* [EXERCISE OBJECTIVE]: What is the number of lines in the entries that contain the word "bare"? Answer with that figure alone.

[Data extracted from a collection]
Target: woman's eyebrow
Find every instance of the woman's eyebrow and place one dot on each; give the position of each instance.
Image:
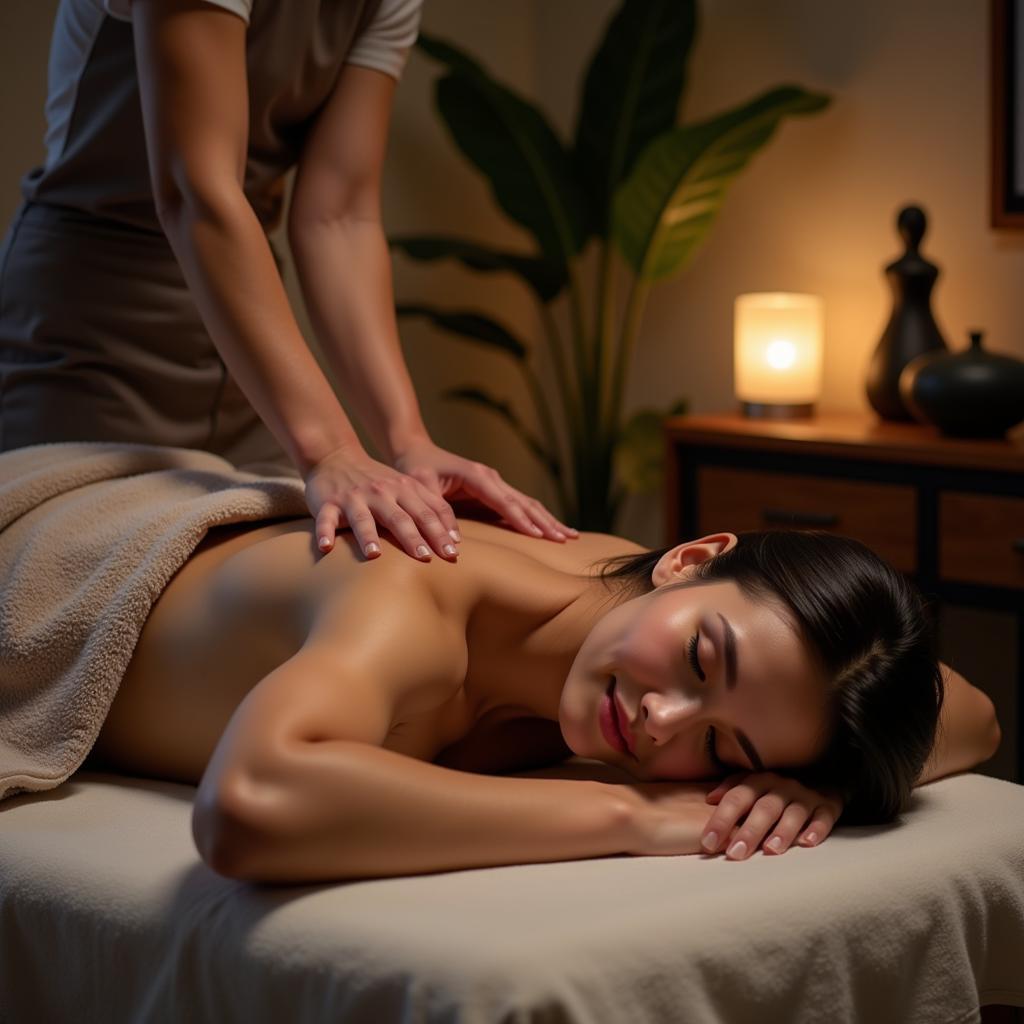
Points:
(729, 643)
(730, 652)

---

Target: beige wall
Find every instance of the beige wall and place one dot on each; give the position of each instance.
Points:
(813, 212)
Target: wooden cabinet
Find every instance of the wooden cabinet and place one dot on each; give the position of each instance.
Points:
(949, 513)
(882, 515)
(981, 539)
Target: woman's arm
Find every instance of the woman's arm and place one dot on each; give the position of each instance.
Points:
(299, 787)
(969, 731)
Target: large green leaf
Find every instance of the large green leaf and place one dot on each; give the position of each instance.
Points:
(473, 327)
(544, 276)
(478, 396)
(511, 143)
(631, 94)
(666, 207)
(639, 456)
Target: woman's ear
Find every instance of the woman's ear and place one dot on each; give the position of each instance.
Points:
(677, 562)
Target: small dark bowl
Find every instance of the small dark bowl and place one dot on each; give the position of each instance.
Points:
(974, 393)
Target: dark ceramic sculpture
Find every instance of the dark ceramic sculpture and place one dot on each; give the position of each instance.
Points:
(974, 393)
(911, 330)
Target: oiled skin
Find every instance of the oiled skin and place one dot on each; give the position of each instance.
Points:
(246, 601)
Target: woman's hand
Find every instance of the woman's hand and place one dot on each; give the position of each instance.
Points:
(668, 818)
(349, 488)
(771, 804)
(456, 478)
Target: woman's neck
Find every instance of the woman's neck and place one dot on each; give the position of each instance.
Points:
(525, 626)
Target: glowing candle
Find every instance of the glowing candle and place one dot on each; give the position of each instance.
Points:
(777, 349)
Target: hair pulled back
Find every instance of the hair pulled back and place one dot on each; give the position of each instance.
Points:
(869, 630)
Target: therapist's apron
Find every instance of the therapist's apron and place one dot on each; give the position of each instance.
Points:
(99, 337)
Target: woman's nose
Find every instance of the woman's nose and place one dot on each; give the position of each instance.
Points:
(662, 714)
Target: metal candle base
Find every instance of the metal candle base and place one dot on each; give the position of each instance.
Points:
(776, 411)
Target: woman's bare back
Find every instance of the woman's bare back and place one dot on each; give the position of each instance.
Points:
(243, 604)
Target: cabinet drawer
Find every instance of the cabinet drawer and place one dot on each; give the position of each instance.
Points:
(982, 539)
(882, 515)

==

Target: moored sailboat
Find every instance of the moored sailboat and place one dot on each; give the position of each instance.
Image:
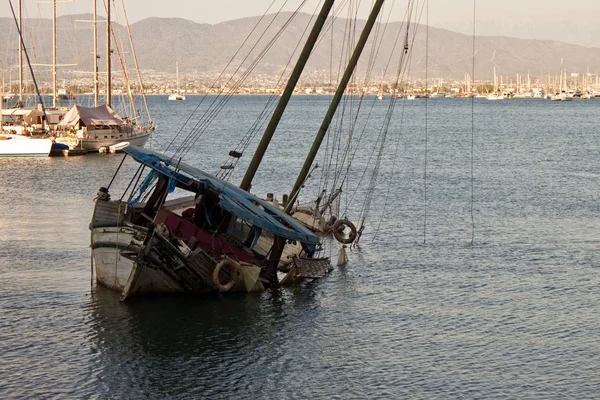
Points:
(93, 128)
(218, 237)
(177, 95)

* [RESPONSE]: 2